This *sounds* utopian, but only because most people don't have 
experience with organizations that work like this. I did't invent the 
FA concept, I simply found it and gave it a name. It works, and does 
what most people routinely consider impossible.

>No, of course there are and will be concentrations of power.  The 
>Soviet system had layers of electors. This allowed voting power to 
>become more and more concentrated toward the top of the hierarchy 
>until the top levels were pure Communist apparatchiks chosen for 
>their unblinking loyalty to the system.

Sure. They had what appeared to be democratic mechanisms. But they 
absolutely didn't have the FA concept. There was a supposedly 
democratic structure, but it was *coercive.* My guess is that those 
who designed the Soviet system, originally, were quite idealistic 
about it, but they were doing this within a context that blamed the 
defects of goverment on enemies, and they were trying to build a New 
Man who would only act for collective interest.

FA/DP -- and asset voting -- work with people as they are, and they 
do not incorporate any such assemptions, the opposite. Using the term 
"Soviet" implies coercion. The Soviets also used a form of approval 
voting. That doesn't make approval voting "soviet."

Asset Voting doesn't create, as proposed, formal layers beyond one. 
(I.e, it creates, from the original Voters/Seats, 
Voters/Electors/Seats). I'd be interested in seeing what the Soviets 
actually had, but there are no "intermediate councils" unless the 
electors themselves decide to form them, and they would not be 
legally binding entities. Indeed, they might be "parties," in effect, 
or political parties might create such associations. But they would 
not control the voting of electors, though they certainly could 
advise it. An elector doesn't have anything to lose, which is 
different from elected seats, who must maintain the support of their 
electors, certainly to be re-elected, but, in some systems, even to 
maintain the seat, because it might be "continuous election," 
revocable. --- because of the nature of the scale problem, I've 
suggested that seats might have some persistance as to right to 
participate in deliberation, but might lose voting power partially or 
fully, but that's a detail.)

>>It's also not necessarily "multistage." If voters fear coercion of
>>small-scale electors, they can decide, in advance, to give large
>>numbers of votes to single candidates whom they trust.

>The ability to vote for the single candidate you think will win does 
>help with the problem. But then what's the point of the asset mechanism?

That's up to the voters! It will be useful for some and not for 
others. What I'm suggesting is that the system will naturally shift 
toward more and more electors receiving fewer votes each, and the 
reason has to do with communication and access. If you don't care 
about your ability to influence legislation and to talk about -- and 
be talked to about -- political matters, sure, might as well vote for 
a popular candidate. Or whomever you choose.

This ability to make a free choice is the point. You decide who 
represents you. Not others.

>  And if voters fear coercion of small-scale electors, they will 
> vote the way those electors tell them to. That's the nature of coercion.

### Listed entries

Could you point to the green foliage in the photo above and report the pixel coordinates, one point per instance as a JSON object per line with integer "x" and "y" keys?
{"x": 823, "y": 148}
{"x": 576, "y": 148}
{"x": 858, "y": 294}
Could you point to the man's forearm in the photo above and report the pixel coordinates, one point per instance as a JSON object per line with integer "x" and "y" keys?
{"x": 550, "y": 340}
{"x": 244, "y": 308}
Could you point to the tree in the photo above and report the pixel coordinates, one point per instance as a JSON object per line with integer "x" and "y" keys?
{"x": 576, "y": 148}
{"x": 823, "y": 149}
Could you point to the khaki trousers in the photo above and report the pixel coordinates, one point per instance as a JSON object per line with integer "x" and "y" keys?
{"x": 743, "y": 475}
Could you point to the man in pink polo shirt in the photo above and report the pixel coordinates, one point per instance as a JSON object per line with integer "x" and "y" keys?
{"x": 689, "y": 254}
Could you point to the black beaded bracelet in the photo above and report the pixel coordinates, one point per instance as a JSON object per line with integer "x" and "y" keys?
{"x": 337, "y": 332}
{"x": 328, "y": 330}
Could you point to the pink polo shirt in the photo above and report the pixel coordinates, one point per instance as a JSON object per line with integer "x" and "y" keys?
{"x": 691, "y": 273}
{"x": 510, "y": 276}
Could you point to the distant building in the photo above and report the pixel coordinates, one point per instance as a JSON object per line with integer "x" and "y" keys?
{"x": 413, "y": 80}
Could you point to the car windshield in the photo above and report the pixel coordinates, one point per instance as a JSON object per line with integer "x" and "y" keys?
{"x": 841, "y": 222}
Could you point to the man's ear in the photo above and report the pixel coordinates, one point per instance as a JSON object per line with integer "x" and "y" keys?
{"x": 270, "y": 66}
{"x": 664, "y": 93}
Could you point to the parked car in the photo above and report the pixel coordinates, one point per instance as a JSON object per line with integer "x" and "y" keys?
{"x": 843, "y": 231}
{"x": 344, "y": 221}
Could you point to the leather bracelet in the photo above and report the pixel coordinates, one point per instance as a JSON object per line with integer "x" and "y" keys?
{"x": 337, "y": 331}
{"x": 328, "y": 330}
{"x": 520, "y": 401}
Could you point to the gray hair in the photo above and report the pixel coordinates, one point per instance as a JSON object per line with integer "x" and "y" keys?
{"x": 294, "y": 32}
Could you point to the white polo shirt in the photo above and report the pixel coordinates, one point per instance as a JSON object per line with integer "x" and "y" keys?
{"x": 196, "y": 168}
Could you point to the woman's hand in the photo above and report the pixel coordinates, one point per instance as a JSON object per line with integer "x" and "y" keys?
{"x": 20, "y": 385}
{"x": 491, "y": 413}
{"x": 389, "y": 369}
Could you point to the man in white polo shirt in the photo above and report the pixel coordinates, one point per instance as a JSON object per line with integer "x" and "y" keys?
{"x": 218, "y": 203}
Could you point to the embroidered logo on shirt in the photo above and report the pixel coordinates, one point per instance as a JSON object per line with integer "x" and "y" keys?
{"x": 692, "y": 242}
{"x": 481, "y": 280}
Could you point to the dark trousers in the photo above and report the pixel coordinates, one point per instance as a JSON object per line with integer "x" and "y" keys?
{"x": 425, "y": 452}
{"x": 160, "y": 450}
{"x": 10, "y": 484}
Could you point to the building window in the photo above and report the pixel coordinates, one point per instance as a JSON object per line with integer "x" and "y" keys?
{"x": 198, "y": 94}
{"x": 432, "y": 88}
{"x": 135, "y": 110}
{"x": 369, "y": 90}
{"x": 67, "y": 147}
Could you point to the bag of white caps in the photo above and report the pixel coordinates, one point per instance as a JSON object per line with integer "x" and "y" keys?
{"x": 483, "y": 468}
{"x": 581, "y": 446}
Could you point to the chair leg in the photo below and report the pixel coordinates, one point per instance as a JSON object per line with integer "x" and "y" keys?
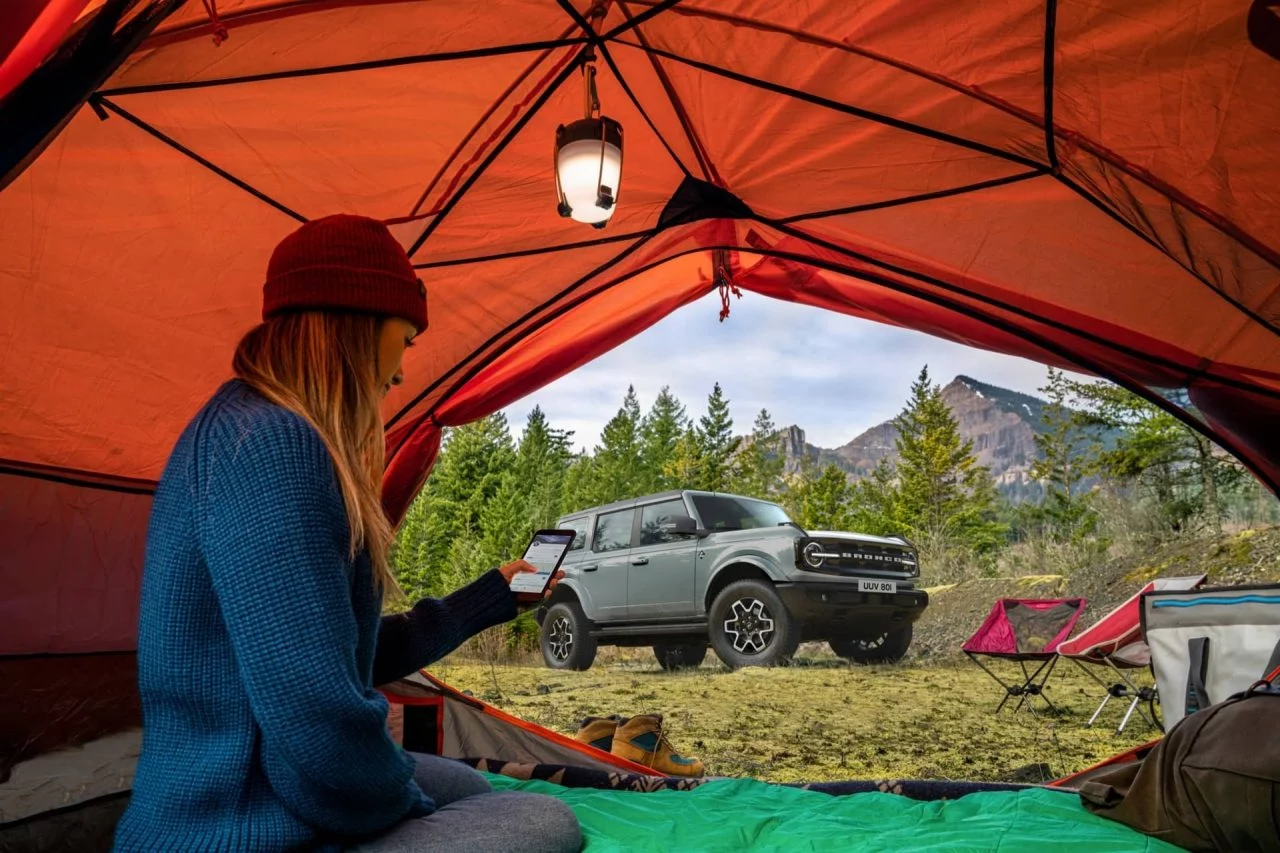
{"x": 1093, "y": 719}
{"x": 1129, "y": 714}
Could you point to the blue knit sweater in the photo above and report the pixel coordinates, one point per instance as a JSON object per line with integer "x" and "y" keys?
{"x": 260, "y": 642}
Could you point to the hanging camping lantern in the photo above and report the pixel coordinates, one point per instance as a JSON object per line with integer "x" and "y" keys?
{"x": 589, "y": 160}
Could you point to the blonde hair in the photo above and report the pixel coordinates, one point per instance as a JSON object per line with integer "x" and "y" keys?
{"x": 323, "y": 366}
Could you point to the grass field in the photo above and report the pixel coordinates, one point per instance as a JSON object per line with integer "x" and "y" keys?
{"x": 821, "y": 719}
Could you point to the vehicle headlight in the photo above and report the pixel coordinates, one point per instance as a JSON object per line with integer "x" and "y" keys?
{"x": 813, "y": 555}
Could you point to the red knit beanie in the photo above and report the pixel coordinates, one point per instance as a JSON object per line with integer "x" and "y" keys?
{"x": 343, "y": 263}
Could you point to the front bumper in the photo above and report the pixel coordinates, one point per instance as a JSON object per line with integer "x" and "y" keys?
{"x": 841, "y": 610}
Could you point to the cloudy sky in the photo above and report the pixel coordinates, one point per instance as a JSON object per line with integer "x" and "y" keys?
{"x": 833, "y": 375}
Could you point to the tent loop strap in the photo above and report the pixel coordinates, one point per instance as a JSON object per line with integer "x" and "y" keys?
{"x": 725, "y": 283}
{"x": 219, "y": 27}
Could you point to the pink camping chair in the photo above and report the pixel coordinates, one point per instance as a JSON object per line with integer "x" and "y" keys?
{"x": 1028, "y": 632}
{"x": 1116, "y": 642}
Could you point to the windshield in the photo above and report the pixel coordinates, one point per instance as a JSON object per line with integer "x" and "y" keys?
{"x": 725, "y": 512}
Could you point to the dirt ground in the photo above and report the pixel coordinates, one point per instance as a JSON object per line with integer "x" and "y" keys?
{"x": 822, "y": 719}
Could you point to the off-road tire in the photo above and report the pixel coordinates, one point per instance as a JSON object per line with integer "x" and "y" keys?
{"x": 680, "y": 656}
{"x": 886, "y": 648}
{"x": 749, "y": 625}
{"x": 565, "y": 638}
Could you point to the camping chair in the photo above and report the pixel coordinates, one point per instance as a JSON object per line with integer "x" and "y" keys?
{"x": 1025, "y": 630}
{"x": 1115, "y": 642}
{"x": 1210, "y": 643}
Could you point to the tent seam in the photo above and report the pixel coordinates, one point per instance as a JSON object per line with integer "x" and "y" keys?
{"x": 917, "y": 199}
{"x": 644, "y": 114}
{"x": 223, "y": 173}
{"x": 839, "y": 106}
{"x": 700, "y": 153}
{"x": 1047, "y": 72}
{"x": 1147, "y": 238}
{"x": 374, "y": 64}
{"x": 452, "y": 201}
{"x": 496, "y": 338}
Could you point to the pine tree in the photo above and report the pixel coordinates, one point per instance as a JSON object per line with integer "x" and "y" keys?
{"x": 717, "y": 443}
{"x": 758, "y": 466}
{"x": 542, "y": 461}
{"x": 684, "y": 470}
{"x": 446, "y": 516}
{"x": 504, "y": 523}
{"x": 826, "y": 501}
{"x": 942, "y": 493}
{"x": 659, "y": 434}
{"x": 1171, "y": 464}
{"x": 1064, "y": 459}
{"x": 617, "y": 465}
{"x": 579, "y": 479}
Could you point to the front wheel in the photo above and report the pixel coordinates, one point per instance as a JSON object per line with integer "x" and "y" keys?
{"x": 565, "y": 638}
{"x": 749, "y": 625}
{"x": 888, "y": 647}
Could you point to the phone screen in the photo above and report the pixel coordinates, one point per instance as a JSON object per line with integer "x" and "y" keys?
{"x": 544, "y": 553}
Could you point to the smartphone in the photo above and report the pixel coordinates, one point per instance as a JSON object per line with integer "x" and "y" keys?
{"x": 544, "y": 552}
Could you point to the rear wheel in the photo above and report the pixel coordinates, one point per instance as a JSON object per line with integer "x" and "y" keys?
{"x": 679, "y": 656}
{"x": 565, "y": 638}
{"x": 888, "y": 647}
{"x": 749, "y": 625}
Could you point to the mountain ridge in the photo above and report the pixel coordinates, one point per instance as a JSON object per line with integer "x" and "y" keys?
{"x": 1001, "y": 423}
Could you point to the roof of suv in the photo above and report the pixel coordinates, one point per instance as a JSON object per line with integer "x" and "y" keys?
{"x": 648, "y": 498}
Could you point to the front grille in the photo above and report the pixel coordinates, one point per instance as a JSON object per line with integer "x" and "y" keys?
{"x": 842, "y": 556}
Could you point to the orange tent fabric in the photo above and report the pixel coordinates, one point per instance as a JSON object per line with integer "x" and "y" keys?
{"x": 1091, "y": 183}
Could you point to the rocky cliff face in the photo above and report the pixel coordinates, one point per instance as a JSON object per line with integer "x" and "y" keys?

### What this exercise asks
1. Rewrite the paragraph of the text on voting that begins "Sure. They had what appeared" more briefly, keeping its main facts.
2. Swap "rocky" for "steep" in the records, starting at the line with "Could you point to the orange" and ending at the last line of the records. Return only those lines.

### Per-task outputs
1. The Soviets seemed to have democratic mechanisms, but they lacked the FA concept, and their democratic structure was coercive. The writer guesses that the system's original designers were idealistic. However, they worked in a setting that blamed government's defects on enemies, and they tried to build a New Man who would act only for collective interest.

2.
Could you point to the orange tent fabric in the photo above and report the pixel coordinates, one point per instance as a JSON object per line with integer "x" and "y" keys?
{"x": 1091, "y": 183}
Could you point to the steep cliff face in the photo above and report the pixel coordinates, one point per instance as a JSON object per line with integer "x" and "y" keys?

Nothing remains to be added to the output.